## [ASSIGNMENT]
Return every record in full. Match each one exactly.

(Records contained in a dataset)
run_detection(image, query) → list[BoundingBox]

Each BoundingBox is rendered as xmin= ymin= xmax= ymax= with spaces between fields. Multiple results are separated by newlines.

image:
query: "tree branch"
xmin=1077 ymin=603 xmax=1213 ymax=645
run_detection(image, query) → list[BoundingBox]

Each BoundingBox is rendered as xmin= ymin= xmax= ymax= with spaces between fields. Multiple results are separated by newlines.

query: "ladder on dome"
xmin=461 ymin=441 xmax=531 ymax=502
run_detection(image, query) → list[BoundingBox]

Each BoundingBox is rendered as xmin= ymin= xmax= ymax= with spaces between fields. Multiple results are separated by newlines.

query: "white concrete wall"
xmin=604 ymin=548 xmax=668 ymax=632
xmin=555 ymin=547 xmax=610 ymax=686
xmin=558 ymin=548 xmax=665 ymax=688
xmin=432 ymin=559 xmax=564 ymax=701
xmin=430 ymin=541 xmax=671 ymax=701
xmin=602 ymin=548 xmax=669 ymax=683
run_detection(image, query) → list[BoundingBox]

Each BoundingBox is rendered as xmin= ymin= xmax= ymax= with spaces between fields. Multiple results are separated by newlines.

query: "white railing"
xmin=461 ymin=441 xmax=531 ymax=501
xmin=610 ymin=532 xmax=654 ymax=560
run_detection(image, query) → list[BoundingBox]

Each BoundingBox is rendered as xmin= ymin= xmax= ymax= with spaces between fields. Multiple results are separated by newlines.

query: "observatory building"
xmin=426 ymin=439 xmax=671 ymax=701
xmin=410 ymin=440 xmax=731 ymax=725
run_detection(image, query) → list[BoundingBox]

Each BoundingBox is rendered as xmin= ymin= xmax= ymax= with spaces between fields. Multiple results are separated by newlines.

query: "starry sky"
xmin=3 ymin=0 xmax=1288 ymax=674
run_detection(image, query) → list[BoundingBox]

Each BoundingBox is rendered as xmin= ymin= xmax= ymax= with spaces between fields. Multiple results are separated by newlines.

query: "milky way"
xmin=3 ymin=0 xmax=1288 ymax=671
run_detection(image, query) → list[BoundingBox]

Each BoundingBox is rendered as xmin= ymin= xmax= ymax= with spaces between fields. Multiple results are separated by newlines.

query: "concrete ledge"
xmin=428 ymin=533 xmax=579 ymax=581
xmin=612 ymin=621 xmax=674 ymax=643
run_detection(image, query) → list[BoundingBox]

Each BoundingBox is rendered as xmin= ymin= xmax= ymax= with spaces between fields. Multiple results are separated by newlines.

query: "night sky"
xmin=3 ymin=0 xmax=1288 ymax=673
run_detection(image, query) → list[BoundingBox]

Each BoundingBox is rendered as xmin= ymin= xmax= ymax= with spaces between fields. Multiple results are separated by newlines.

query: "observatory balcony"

## [RESULT FOR THIS EXERCISE]
run_detection(image, query) → list[BoundingBox]

Each BoundingBox is rendered as xmin= ymin= xmax= ymax= with spaces between fields. Multiple results are separated by newlines.

image:
query: "tree branch"
xmin=1077 ymin=603 xmax=1213 ymax=645
run_detection(image, query) → list[BoundingBox]

Each BoundingBox is rendered as xmin= ymin= xmax= ymax= with spaces between fields. Multiple results are separated by newlines.

query: "ladder on dome"
xmin=461 ymin=441 xmax=531 ymax=502
run_detection(image, query) → list[BoundingBox]

Each BoundingBox is rendered as xmin= ymin= xmax= ymax= with spaces between fields. Multiple results are separated by newlines.

query: "white concrete wall"
xmin=604 ymin=548 xmax=668 ymax=632
xmin=555 ymin=547 xmax=610 ymax=686
xmin=558 ymin=548 xmax=665 ymax=688
xmin=432 ymin=559 xmax=564 ymax=701
xmin=430 ymin=541 xmax=671 ymax=701
xmin=602 ymin=548 xmax=669 ymax=683
run_detection(image, query) → list[BoundingBox]

Each BoundingBox is rendered as xmin= ymin= xmax= ymax= with spaces between fields. Multiple results are separated by newlines.

query: "white railing"
xmin=461 ymin=441 xmax=531 ymax=501
xmin=610 ymin=532 xmax=654 ymax=560
run_detection(image, query) → list[BoundingBox]

Each BoundingBox is rendered as xmin= ymin= xmax= ymax= with spaces between fields. Multiple results are separated by newlines.

query: "observatory building"
xmin=426 ymin=439 xmax=671 ymax=701
xmin=410 ymin=440 xmax=731 ymax=725
run_detection(image, query) → list[BoundingBox]

Each BoundingBox is rendered as xmin= ymin= xmax= ymax= with spaces between fields. Multiple results are separated by newlines.

query: "starry sky"
xmin=3 ymin=0 xmax=1288 ymax=674
run_detection(image, query) → list[BoundingBox]

Each BoundingBox is rendered as xmin= ymin= xmax= ymax= with spaces between fields. Multiple results are separated by newlines.

query: "milky way"
xmin=3 ymin=0 xmax=1288 ymax=671
run_detection(image, query) → list[BoundingBox]

Each BoundingBox is rendered as xmin= ymin= xmax= ymax= with spaces between fields. Multiple results are separated by newlines.

query: "concrete ledge"
xmin=428 ymin=533 xmax=579 ymax=581
xmin=612 ymin=621 xmax=674 ymax=643
run_detection(image, query) → list[BoundingBox]

Each BoundingBox is rendered as xmin= ymin= xmax= ymax= with spaces between fields. Multiple results are separated by newlines.

query: "night sky"
xmin=3 ymin=0 xmax=1288 ymax=673
run_detection(image, query) → list[BoundingBox]

Each BoundingBox is rendered as xmin= ymin= xmax= ymax= with spaces between fields. Multiple results are separated by newlines.

query: "observatory balcony"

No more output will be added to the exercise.